> **What the task asks**
Set down every line below, word for word.

> **Provided records**
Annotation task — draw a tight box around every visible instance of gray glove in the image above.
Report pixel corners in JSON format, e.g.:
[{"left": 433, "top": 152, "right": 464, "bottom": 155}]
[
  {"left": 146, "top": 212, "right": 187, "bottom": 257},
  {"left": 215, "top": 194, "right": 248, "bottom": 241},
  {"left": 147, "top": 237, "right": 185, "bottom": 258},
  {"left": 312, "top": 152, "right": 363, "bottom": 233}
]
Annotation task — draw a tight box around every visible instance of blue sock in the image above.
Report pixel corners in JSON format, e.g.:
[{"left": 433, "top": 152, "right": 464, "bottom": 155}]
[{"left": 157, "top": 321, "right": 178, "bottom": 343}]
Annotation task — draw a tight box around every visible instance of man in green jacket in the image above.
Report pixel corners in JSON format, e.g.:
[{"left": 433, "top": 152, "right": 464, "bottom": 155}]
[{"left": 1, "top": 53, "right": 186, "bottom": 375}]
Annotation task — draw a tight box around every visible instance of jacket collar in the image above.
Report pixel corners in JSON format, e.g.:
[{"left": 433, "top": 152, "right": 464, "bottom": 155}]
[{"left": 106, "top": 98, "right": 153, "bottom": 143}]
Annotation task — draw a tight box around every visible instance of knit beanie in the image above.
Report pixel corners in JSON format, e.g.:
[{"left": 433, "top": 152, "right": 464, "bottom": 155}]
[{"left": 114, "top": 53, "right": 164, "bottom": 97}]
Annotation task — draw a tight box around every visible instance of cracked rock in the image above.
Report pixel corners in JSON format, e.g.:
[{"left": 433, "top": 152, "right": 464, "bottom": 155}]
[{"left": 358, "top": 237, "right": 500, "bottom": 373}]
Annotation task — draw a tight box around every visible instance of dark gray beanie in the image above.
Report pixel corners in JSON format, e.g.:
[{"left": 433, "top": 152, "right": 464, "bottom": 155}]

> **Exercise answer**
Annotation task — draw a tight box around every visible instance of gray glove in the image above.
Report pixel corners in JSON format, e.g.:
[{"left": 433, "top": 152, "right": 464, "bottom": 155}]
[
  {"left": 146, "top": 212, "right": 187, "bottom": 257},
  {"left": 215, "top": 194, "right": 248, "bottom": 241},
  {"left": 147, "top": 237, "right": 185, "bottom": 258},
  {"left": 312, "top": 152, "right": 363, "bottom": 233}
]
Annotation task — draw a tight box around every visible instance of blue sock in the image above.
Report pixel corners in JSON format, e.g.:
[{"left": 433, "top": 152, "right": 464, "bottom": 155}]
[{"left": 157, "top": 321, "right": 178, "bottom": 343}]
Annotation task — draw a tight box around every visible instance of man in green jacket in the image above.
Report pixel corners in JSON format, e.g.:
[{"left": 433, "top": 152, "right": 464, "bottom": 155}]
[{"left": 1, "top": 53, "right": 186, "bottom": 375}]
Annotation task — draw a tight box around every visible instance of jacket collar in the image above.
Report pixel corners in JSON format, e.g.:
[{"left": 433, "top": 152, "right": 464, "bottom": 155}]
[{"left": 106, "top": 98, "right": 153, "bottom": 143}]
Annotation task — draw a tight box around every visible instance of knit beanie in the image above.
Report pixel corners in JSON format, e.g.:
[{"left": 433, "top": 152, "right": 464, "bottom": 155}]
[{"left": 114, "top": 53, "right": 164, "bottom": 97}]
Annotation task — draw a tight box around every visible instance of cracked rock in the image above.
Report pixel corners in JSON format, e.g.:
[{"left": 433, "top": 152, "right": 464, "bottom": 155}]
[{"left": 358, "top": 237, "right": 500, "bottom": 373}]
Annotation task — draw a tight box around every visible instance of dark gray beanie in the image above.
Report pixel corners in JSON format, e.g.:
[{"left": 433, "top": 152, "right": 464, "bottom": 155}]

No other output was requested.